Experiments & Real Data Applications

This folder contains code for implementing the simulation studies and the real data application discussed in the paper.

Simulations

The correspondence between folders and figures/tables is summarized as follows:

├── sim1-consistency
│   ├── DGPs
│   ├── binaryM ← Figure S4, S8
│   ├── continuousM ← Figure S5, S9 
│   ├── multiM-d2 ← Figure S6, S10
│   └── multiM-d4 ← Figure S7, S11
├── sim2-weak-overlap ← Table 1, S4
│   ├── DGPs
│   ├── binaryM
│   ├── continuousM
│   └── multiM-d2
├── sim3-misspecification ← Table 2, S5
│   ├── DGPs
│   ├── binaryM
│   └── continuousM
├── sim4-crossfitting
│   ├── DGPs
│   ├── dense_forest ← Table S6, S7
│   └── sparse_forest ← Table S8, S9
├── sim5-sensitivity
│   ├── binaryY-saturated
│   ├── continuousY-binaryX ← Table S10
│   ├── continuousY-continuousX ← Table S10
│   ├── continuousY-continuousXM ← Table S10, S11
│   └── continuousY-continuousX_complex ← Table 3
├── sim6-verma-efficiency
│   ├── DGPs
│   ├── R
│   ├── binaryM-binaryZ-interAZ ← Figure S13
│   ├── binaryM-continuousZ-interAZ ← Figure S14
│   ├── binaryM-continuousZ-nonverma-estimator-interAZZ ← Figure S14
│   ├── binaryM-continuousZ-tn-interAZZ ← Figure S14
│   ├── binaryM-continuousZ-unif-interAZZ ← Figure S14
└── sim7-nonlinearTMLE ← Table S2, S3
    ├── DGPs
    ├── binaryM
    ├── continuousM
    └── multiM-d2

A summary of the functionality of commonly used files is provided below.

joblist*.txt: This is the job file for simulation. Each line corresponding to one simulation. It is recommended to execute the job lists using parallel computing.
write_job.R: This is the R script for producing the joblist*.txt files.
main.R: Each line in the job list calls this main.R function to perform TMLE and one-step estimation. This file calls the 'fdcausal' package for estimation and save estimation results to the output folders, located under subfolders named after the estimators.

#### Dataset records:
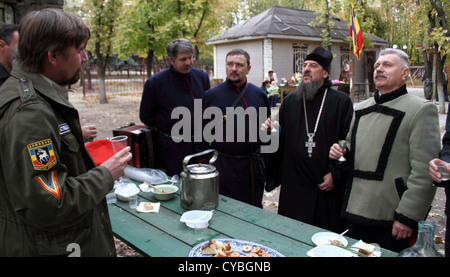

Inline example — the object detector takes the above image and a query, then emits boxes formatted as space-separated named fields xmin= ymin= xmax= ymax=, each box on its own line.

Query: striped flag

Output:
xmin=350 ymin=4 xmax=364 ymax=60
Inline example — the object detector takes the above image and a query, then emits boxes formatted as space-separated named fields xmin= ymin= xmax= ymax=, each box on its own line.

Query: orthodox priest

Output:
xmin=266 ymin=47 xmax=353 ymax=232
xmin=202 ymin=49 xmax=270 ymax=208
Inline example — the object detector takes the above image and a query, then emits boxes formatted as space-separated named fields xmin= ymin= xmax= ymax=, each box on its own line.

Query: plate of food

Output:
xmin=188 ymin=239 xmax=284 ymax=257
xmin=311 ymin=232 xmax=348 ymax=246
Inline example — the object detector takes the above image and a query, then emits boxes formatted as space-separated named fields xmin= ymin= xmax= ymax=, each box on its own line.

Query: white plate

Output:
xmin=311 ymin=232 xmax=348 ymax=246
xmin=306 ymin=245 xmax=353 ymax=257
xmin=188 ymin=239 xmax=284 ymax=257
xmin=136 ymin=202 xmax=160 ymax=213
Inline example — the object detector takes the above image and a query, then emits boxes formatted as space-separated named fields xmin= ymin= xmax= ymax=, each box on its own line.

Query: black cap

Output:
xmin=305 ymin=46 xmax=333 ymax=72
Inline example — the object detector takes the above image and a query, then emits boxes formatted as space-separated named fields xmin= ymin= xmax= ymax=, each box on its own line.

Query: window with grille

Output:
xmin=292 ymin=43 xmax=308 ymax=73
xmin=341 ymin=46 xmax=350 ymax=70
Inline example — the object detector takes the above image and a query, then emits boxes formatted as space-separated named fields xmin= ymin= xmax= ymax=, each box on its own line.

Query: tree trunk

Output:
xmin=95 ymin=43 xmax=108 ymax=104
xmin=149 ymin=49 xmax=154 ymax=78
xmin=435 ymin=44 xmax=446 ymax=114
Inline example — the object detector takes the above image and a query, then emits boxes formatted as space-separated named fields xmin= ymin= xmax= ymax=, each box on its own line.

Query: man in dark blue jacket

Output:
xmin=202 ymin=49 xmax=270 ymax=207
xmin=140 ymin=39 xmax=210 ymax=176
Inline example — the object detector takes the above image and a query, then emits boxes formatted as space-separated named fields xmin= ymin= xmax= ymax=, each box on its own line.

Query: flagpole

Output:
xmin=349 ymin=5 xmax=355 ymax=103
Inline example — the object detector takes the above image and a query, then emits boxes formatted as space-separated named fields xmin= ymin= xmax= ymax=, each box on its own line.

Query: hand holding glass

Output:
xmin=109 ymin=136 xmax=128 ymax=182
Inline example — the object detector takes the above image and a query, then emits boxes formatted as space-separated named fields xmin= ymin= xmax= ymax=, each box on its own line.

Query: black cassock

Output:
xmin=199 ymin=78 xmax=270 ymax=207
xmin=268 ymin=86 xmax=353 ymax=232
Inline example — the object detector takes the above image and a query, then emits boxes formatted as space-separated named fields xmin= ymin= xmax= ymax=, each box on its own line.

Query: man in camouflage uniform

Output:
xmin=0 ymin=9 xmax=131 ymax=256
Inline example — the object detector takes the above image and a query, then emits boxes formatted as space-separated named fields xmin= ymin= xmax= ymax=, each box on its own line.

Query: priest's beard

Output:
xmin=295 ymin=80 xmax=321 ymax=101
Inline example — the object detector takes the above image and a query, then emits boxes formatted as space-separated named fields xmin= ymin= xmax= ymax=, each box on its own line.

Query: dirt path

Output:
xmin=69 ymin=88 xmax=446 ymax=256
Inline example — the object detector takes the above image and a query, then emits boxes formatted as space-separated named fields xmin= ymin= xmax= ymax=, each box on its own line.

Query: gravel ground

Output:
xmin=69 ymin=88 xmax=446 ymax=257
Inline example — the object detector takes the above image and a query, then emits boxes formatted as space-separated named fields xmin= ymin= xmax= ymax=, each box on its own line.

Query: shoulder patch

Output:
xmin=34 ymin=170 xmax=61 ymax=200
xmin=17 ymin=78 xmax=37 ymax=104
xmin=27 ymin=139 xmax=56 ymax=171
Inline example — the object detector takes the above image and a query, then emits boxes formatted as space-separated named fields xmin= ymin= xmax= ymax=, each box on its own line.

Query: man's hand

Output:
xmin=100 ymin=146 xmax=133 ymax=180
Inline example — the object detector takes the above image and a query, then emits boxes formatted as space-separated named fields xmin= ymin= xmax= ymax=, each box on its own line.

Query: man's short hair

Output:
xmin=225 ymin=48 xmax=250 ymax=66
xmin=379 ymin=48 xmax=409 ymax=68
xmin=17 ymin=8 xmax=91 ymax=72
xmin=0 ymin=22 xmax=19 ymax=45
xmin=166 ymin=38 xmax=194 ymax=60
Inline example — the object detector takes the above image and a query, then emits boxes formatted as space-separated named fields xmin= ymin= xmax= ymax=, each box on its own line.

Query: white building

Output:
xmin=207 ymin=6 xmax=389 ymax=92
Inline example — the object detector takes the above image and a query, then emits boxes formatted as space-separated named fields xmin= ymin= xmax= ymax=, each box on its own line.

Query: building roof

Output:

#### Goals:
• a. In the experiments overview, which package does main.R call for estimation?
• b. List every top-level simulation folder named in the experiments overview.
• c. Pick up the experiments overview after its final sentence and carry it forward.

#### Answers:
• a. It calls the 'fdcausal' package.

• b. sim1-consistency, sim2-weak-overlap, sim3-misspecification, sim4-crossfitting, sim5-sensitivity, sim6-verma-efficiency, sim7-nonlinearTMLE

• c.
organize_onestep.R: This file is used for organizing the output file from one-step estimators. It is called by the organize.txt file within each estimator folder.
organize_TMLE.R: This file is used for organizing the output file from TMLEs. It is called by the organize.txt file within each estimator folder.
organize.txt: This file contains code for summarizing the files in the output folder. Run bash organize.txt in terminal to execute.
plot.R: This is used for generating plots for sim1-consistency. This file calls plot-sub.R for generating smaller plots.
plot-sub.R: This function is called by the plot.R for generating sub plots.
table.R: This is the R script used for generating tables in the paper.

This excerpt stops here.